--- EXCERPTED RECORDS ---

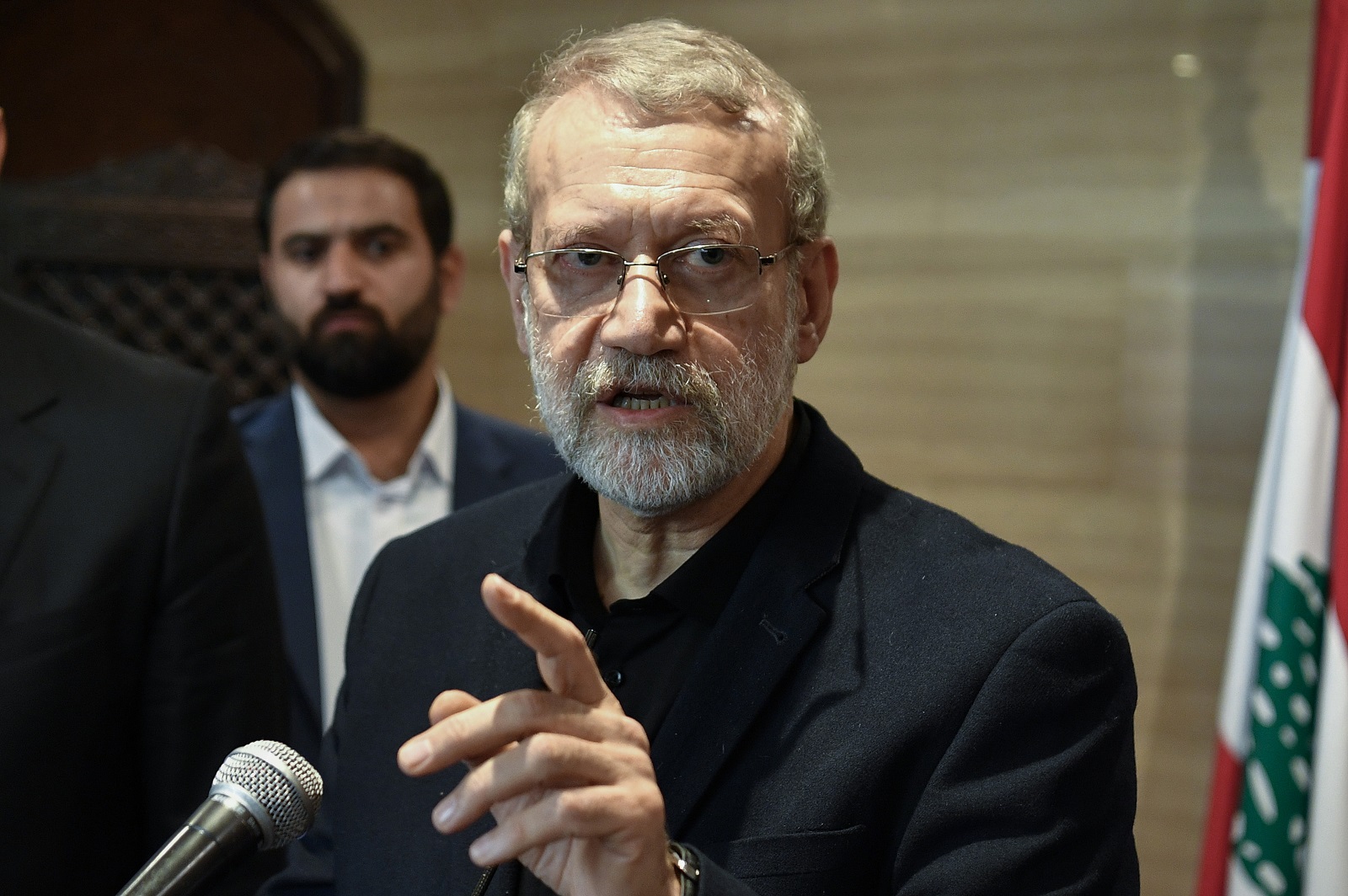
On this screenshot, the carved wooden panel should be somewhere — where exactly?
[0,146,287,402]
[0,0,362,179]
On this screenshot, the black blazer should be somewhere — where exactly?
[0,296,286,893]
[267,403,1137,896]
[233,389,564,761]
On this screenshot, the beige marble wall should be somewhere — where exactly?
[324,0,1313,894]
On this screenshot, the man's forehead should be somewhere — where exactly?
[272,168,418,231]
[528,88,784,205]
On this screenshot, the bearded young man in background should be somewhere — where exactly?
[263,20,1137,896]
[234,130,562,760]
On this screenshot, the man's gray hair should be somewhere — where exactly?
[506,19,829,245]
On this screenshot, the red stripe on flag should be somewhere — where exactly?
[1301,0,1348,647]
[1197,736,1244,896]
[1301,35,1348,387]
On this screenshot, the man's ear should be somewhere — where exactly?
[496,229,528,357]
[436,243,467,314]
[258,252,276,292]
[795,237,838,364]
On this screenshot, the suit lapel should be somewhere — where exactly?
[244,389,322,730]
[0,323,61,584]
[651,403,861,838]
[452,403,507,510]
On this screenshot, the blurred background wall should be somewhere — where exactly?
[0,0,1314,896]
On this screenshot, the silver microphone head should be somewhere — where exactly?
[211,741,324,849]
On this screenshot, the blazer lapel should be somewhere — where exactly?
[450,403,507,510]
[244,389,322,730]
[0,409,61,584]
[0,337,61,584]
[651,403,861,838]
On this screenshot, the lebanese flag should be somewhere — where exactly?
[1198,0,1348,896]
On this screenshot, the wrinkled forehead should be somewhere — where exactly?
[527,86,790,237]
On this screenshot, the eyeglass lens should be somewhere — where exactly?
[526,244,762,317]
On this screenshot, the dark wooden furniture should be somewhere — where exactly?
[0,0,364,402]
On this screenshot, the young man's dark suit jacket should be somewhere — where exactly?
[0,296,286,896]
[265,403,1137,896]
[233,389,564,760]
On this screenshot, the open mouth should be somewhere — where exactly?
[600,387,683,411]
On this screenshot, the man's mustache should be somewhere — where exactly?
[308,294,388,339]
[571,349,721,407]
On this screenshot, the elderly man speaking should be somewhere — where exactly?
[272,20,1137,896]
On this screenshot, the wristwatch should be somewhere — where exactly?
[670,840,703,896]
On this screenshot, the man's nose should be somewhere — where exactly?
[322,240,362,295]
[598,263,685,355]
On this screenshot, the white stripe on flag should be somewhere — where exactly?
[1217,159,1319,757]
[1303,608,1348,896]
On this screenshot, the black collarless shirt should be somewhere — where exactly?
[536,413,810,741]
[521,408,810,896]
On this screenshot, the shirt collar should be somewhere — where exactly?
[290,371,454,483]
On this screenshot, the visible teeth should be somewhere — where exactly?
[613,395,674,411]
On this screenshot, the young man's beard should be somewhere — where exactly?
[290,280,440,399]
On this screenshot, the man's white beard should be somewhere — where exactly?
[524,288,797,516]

---
--- EXCERPTED RECORDS ---

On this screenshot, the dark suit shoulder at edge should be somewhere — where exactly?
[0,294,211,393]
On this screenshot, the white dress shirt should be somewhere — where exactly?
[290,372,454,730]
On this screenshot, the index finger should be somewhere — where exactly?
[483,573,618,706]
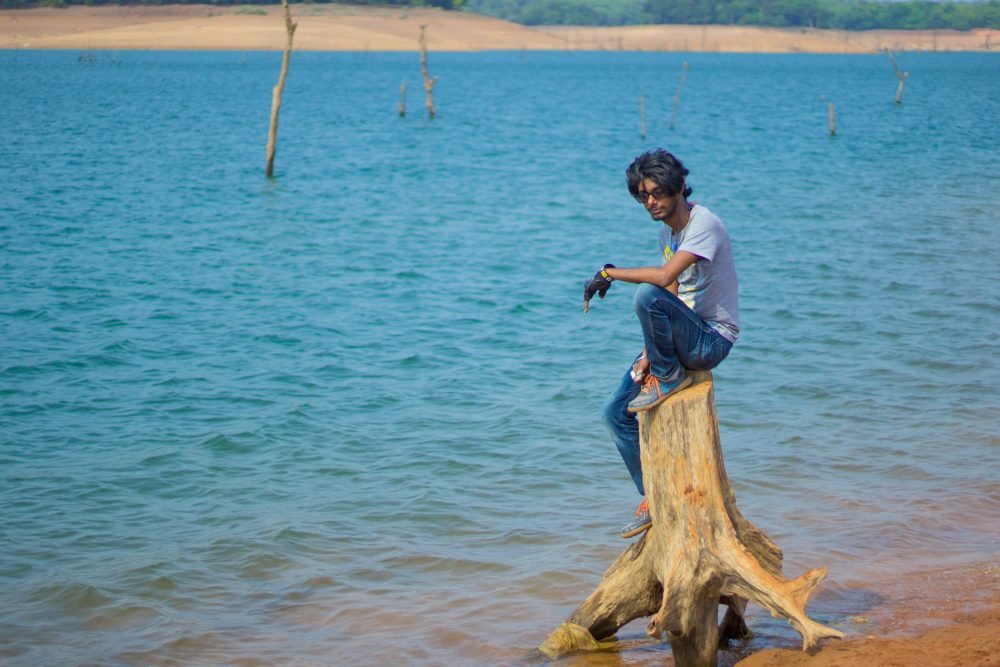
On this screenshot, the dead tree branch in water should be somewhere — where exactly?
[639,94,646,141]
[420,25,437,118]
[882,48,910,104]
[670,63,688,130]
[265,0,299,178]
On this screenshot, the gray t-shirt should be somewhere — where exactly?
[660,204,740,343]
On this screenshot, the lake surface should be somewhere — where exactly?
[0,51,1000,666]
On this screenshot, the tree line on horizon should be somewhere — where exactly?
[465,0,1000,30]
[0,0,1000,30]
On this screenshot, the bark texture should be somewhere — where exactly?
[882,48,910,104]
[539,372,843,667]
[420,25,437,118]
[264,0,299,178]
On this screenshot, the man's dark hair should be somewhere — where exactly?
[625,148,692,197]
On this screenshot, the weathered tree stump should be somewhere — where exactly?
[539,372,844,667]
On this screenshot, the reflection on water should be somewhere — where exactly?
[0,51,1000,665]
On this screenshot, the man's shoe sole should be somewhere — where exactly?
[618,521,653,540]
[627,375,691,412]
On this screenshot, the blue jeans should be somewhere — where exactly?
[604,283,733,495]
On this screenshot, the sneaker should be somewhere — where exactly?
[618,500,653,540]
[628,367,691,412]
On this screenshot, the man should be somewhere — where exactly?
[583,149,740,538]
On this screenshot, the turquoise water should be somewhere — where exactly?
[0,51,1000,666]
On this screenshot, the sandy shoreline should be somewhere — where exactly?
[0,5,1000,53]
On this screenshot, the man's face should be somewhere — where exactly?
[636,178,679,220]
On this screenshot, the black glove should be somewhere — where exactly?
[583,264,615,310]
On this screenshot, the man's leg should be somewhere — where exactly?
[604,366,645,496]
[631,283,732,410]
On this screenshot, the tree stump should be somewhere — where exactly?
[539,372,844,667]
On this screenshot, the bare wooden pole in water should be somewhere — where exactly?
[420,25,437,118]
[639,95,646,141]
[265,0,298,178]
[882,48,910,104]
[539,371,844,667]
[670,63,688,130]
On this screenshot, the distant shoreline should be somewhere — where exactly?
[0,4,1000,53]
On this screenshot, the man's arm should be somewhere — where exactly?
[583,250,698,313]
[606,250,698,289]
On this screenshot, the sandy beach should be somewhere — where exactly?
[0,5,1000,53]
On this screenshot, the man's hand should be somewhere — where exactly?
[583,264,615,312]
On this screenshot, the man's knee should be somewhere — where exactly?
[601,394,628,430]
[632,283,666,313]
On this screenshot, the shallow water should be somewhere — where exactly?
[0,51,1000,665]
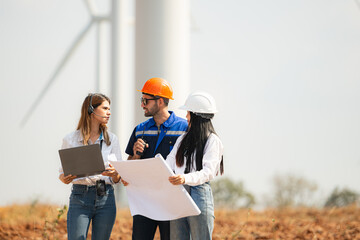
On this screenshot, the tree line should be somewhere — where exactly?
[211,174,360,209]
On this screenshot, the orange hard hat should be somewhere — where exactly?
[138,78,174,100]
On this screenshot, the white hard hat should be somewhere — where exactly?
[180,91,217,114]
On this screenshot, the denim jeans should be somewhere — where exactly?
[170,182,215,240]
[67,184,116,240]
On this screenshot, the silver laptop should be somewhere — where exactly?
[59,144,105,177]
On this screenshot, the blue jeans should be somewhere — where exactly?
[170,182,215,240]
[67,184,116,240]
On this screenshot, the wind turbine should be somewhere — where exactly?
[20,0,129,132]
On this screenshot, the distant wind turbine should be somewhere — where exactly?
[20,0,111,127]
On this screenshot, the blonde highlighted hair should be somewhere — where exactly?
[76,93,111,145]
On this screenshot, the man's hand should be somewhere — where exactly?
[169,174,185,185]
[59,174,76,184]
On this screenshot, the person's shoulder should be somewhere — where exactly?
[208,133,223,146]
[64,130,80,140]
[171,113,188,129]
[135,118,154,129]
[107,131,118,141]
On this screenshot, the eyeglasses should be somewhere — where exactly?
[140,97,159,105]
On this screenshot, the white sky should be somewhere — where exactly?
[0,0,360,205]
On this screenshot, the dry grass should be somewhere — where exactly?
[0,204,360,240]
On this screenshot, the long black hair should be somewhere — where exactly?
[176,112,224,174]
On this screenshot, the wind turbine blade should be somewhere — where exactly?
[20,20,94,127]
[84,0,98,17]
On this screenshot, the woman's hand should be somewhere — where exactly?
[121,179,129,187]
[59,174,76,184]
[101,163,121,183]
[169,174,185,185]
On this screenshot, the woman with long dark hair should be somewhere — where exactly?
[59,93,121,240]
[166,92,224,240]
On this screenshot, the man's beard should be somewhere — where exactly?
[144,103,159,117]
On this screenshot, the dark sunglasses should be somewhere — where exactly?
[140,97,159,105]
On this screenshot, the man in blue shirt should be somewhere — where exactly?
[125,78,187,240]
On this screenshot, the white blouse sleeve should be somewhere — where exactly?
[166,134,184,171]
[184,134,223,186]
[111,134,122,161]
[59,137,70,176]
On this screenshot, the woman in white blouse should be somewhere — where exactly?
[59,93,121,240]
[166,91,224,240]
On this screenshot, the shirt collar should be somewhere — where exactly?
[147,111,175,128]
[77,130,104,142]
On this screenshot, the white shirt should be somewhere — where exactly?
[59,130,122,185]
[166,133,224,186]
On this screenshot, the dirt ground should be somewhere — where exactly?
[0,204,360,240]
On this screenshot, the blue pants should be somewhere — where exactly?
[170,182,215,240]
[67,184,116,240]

---
--- EXCERPTED RECORDS ---

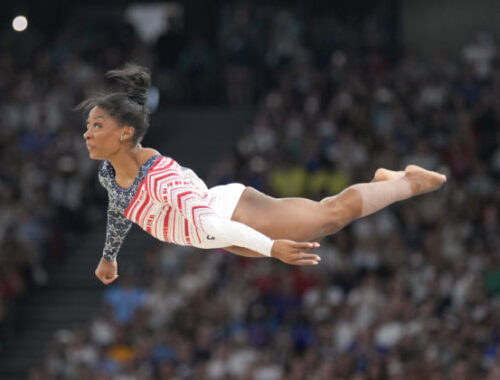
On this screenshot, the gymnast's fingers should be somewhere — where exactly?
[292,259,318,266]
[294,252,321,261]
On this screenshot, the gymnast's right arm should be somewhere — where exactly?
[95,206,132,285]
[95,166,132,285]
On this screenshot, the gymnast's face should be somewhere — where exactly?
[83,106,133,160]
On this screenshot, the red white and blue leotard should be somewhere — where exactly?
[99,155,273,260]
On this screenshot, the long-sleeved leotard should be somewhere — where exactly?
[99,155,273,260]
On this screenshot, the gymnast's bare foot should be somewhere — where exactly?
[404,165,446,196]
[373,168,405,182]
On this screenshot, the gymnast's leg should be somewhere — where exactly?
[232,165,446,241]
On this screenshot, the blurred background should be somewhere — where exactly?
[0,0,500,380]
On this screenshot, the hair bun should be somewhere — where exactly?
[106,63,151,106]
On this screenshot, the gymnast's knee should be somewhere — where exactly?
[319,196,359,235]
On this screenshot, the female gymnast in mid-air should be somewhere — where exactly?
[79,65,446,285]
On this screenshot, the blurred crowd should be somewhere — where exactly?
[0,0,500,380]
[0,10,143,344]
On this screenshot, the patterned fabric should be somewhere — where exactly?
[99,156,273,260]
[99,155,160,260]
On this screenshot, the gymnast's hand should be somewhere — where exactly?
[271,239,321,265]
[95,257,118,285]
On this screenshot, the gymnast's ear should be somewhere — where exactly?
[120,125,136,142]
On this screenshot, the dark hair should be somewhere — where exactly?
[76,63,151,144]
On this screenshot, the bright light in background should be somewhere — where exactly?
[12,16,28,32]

---

CHALLENGE: Rewrite the stretch from the line containing "On this screenshot, the man's face" through the line containing "[0,4,1000,53]", replacing "tree stump" with "fallen log" and changing nothing else.

FULL OUTPUT:
On this screenshot, the man's face should be somewhere — where exactly?
[636,178,679,220]
On this screenshot, the black glove should be somewhere — where exactly?
[583,264,615,310]
On this screenshot, the man's leg should be somewhere — where exactly?
[604,366,645,496]
[631,283,732,410]
On this screenshot, the fallen log should be somewhere — where exactly?
[539,372,844,667]
On this screenshot, the bare wooden pole in water should be somewhere — where exactly?
[420,25,437,118]
[639,95,646,141]
[265,0,298,178]
[882,48,910,104]
[539,371,844,667]
[670,63,688,130]
On this screenshot, the distant shoreline should be somewhere — where exactly?
[0,4,1000,53]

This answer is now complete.